— PASSAGE PROVIDED —
* * *
I’d Hate to Say “I Told You So”

April will mark the two year anniversary of the Kansas City Fire Department taking over primary ambulance response in Kansas City, Missouri and the disbanding of the Metropolitan Ambulance Trust, or MAST for short.  Needless to say, the reviews of Chief Smokey Dyer’s promises to the city have been less than spectacular.

The Kansas City Fire Department performance has been riddled with broken promises of service improvements.  The guarantee of faster response times for the city’s residents have not been met which led Chief Dyer to back pedal a few months ago, stating that meeting those response times with his current staffing would be difficult at best.  Basing their response times on nationally set standards by health organizations and the National Fire Protection Agency, Chief Dyer guaranteed an ambulance to each scene 90% of the time in fewer than 9 minutes, a standard that during its years of existence MAST had trouble reaching at times, ultimately leading to its restructuring at one point.

While KCFD’s performance has not been as bad as some other municipalities with their 87% response time compliance, the fact remains that a promise for “better service” was made because KCFD stated that they could get there faster than MAST could.  That along with a restructuring that could save the city money, and also save fire department jobs were good enough for the city council to believe the scenario that Chief Dyer had laid out for them.  Now, the Chief is facing the need to cut over $7 million from his budget, which might result in the loss of over a hundred jobs.

In May of 2011, I was on the panel for EMS Garage Episode 133, “Dyer Need” where Brad Buck, RJ Stine and I joined Chris Montera to take a look at MAST a year later.  I encourage you to listen to it and get a feeling for where the service was ten months ago, and where we saw it headed.

The saddest part of MAST’s demise is it happened because of a false promise: KCFD stated that better response times would mean better service.  When will we realize that in actuality, better patient care means better service?  Far too often, we benchmark a service’s performance based on how quickly they can get to an “emergency” but we constantly forget what is really important: patient outcomes.  Unfortunately though, the importance of the care provided by paramedics and EMTs is often over looked.

Constantly dealing with response times as the lone measure for quality in EMS service and addressing it as the only point of improvement for a system is like sticking your finger in a leaky dam.  Sure, the problem might seem to be solved for a moment, but if the bigger picture continues to be ignored, the leaks will become far too many to handle, and the flooding will be overwhelming.
* * *
— PROVIDED INFORMATION —

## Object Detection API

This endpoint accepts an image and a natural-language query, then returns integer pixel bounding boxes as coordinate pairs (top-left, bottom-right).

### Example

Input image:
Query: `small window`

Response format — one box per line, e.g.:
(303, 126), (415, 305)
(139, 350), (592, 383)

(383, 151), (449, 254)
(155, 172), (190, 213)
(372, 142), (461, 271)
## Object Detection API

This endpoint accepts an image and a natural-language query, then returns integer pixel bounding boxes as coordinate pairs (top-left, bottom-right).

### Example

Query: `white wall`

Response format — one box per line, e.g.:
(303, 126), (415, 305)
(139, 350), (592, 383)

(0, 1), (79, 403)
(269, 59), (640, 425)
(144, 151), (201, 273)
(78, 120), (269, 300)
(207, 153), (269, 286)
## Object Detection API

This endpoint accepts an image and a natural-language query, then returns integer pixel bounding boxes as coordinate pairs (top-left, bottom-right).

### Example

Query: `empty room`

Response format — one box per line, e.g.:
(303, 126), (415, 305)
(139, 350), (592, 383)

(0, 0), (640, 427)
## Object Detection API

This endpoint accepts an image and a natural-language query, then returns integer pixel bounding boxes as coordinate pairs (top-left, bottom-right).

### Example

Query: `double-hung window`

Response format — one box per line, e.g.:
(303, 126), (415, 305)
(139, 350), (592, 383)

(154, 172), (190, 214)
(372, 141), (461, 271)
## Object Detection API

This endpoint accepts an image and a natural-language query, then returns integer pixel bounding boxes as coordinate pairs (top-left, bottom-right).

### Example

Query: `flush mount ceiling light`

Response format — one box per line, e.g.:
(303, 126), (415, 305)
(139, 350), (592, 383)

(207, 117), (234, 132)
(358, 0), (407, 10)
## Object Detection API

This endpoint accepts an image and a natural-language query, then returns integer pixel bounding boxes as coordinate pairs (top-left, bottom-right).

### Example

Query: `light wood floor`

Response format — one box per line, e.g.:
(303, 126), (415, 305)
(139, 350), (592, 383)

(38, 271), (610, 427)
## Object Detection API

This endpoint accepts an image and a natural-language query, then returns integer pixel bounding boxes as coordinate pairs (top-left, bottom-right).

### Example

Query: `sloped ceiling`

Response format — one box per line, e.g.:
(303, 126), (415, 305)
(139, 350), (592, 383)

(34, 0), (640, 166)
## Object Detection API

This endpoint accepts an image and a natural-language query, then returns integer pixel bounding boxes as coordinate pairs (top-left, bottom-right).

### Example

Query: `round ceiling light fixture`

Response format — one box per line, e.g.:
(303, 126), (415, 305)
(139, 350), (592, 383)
* * *
— ABOUT THIS EXERCISE —
Please reproduce the essay on the Kansas City Fire Department word for word, between "I’d Hate to" and "less than spectacular.", inclusive. Use only the essay to do this; set the data aside.

— OUTPUT OF THE TASK —
I’d Hate to Say “I Told You So”

April will mark the two year anniversary of the Kansas City Fire Department taking over primary ambulance response in Kansas City, Missouri and the disbanding of the Metropolitan Ambulance Trust, or MAST for short.  Needless to say, the reviews of Chief Smokey Dyer’s promises to the city have been less than spectacular.